Update the records below by replacing every "search_for" with "target" and leaving all else unchanged. Omit the pictures from your answer.
==========
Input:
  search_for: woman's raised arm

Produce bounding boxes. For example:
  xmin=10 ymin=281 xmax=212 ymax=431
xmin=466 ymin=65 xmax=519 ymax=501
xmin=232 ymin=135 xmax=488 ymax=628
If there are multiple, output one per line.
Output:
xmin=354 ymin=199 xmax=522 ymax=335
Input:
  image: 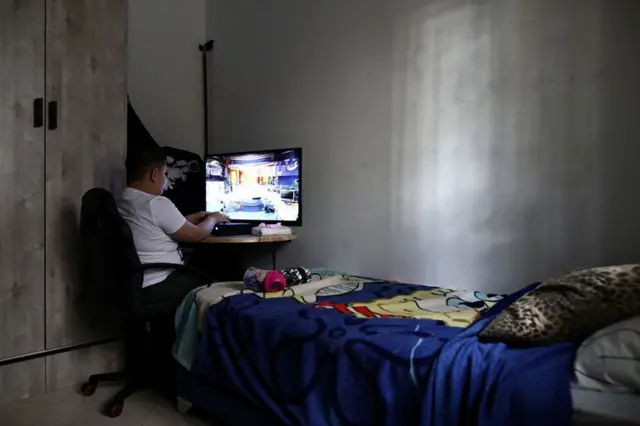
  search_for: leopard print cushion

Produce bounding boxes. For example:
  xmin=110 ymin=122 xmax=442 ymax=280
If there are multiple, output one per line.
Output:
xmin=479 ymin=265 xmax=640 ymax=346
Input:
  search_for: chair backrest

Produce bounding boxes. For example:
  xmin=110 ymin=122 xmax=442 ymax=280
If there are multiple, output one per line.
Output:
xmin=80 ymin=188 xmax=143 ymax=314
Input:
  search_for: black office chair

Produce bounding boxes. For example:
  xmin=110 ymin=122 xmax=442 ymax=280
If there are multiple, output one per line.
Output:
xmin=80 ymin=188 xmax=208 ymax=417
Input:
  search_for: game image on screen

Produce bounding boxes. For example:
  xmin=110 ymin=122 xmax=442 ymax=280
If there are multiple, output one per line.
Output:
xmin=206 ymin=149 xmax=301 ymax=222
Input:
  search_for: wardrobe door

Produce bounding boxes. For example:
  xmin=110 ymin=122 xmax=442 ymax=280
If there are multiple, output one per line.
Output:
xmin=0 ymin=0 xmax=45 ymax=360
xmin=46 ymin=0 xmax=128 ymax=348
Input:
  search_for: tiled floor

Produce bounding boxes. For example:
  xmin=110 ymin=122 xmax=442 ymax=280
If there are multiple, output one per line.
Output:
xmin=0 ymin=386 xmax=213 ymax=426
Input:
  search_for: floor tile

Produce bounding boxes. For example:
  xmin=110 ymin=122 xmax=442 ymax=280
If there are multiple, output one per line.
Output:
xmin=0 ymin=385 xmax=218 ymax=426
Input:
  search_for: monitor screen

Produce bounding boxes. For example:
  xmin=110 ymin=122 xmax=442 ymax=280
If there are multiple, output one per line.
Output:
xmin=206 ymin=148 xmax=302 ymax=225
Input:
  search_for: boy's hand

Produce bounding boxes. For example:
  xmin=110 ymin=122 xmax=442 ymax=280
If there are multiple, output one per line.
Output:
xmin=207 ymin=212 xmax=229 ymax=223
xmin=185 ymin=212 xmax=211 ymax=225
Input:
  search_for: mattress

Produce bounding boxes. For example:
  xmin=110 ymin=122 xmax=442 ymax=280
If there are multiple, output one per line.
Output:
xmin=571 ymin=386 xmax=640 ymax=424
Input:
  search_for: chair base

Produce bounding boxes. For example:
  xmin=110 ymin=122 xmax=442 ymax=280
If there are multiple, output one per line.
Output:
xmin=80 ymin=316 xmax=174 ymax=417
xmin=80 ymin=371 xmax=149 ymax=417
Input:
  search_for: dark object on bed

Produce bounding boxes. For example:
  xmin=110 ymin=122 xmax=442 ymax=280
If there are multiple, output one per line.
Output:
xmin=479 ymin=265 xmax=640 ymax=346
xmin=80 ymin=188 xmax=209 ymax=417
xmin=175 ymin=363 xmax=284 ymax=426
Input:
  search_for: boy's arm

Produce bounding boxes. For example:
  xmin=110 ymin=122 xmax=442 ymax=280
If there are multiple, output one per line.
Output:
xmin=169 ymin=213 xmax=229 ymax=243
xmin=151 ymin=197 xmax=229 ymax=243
==========
§ PROBLEM SOLUTION
Input:
  target: woman's raised arm

Produce bounding boxes. For example:
  xmin=10 ymin=281 xmax=212 ymax=431
xmin=466 ymin=65 xmax=519 ymax=501
xmin=232 ymin=135 xmax=488 ymax=628
If there are multiple, output one per line.
Output:
xmin=354 ymin=199 xmax=522 ymax=335
Input:
  image: 
  target: leopard print cushion

Produce bounding boxes. For example:
  xmin=110 ymin=122 xmax=442 ymax=280
If there are multiple, output one per line.
Output:
xmin=479 ymin=265 xmax=640 ymax=346
Input:
  target: chair backrest

Produce bounding boxes. For example:
  xmin=110 ymin=122 xmax=442 ymax=280
If there are multiple, output one per line.
Output:
xmin=80 ymin=188 xmax=143 ymax=314
Input:
  target: black office chair

Produce bounding boxes. For example:
  xmin=110 ymin=122 xmax=442 ymax=280
If there are multiple, output one per line.
Output:
xmin=80 ymin=188 xmax=208 ymax=417
Input:
  target: game image on screen

Produce bounding boxes. For example:
  xmin=110 ymin=122 xmax=442 ymax=280
If there are multiple, output one per line.
Output:
xmin=206 ymin=149 xmax=301 ymax=222
Input:
  target: wardrobe door

Produce bounding boxes. For example:
  xmin=110 ymin=122 xmax=442 ymax=280
If there are multiple, output one per line.
Output:
xmin=0 ymin=0 xmax=45 ymax=360
xmin=46 ymin=0 xmax=128 ymax=348
Input:
  target: tiled floor

Produce bounding boxes. For example:
  xmin=110 ymin=122 xmax=442 ymax=280
If there are multiple, output one per line.
Output:
xmin=0 ymin=386 xmax=213 ymax=426
Input:
  target: floor tile

Produce bounding boxes. For example:
  xmin=110 ymin=122 xmax=442 ymax=280
If there are multiple, output one per line.
Output:
xmin=0 ymin=385 xmax=218 ymax=426
Input:
  target: monitor screen

Produce bounding boxes. For example:
  xmin=110 ymin=122 xmax=442 ymax=280
If there are multiple, output one per line.
Output:
xmin=206 ymin=148 xmax=302 ymax=225
Input:
  target: boy's hand

Produce bounding boxes. For example:
  xmin=110 ymin=122 xmax=442 ymax=280
If there are multiple, output one per line.
Output:
xmin=207 ymin=212 xmax=229 ymax=223
xmin=185 ymin=212 xmax=211 ymax=225
Input:
  target: mattress

Produce bounding boxes. For example:
  xmin=110 ymin=122 xmax=442 ymax=280
If there are multiple, output one per line.
Output:
xmin=571 ymin=386 xmax=640 ymax=424
Input:
  target: chair base

Produce bounding boxes. For example:
  xmin=110 ymin=122 xmax=442 ymax=280
If there are multiple, output one per line.
Output:
xmin=80 ymin=316 xmax=174 ymax=417
xmin=80 ymin=371 xmax=149 ymax=417
Input:
  target: dark object on bed

Produce bounding boxes. For example:
  xmin=110 ymin=122 xmax=442 ymax=280
If there are multiple, output one per line.
Output:
xmin=479 ymin=265 xmax=640 ymax=346
xmin=80 ymin=188 xmax=209 ymax=417
xmin=175 ymin=363 xmax=284 ymax=426
Input:
  target: boy's arm

Produce bounding boxes. For example:
  xmin=110 ymin=122 xmax=442 ymax=280
If there are multiple, output one per line.
Output:
xmin=169 ymin=213 xmax=229 ymax=243
xmin=151 ymin=197 xmax=229 ymax=243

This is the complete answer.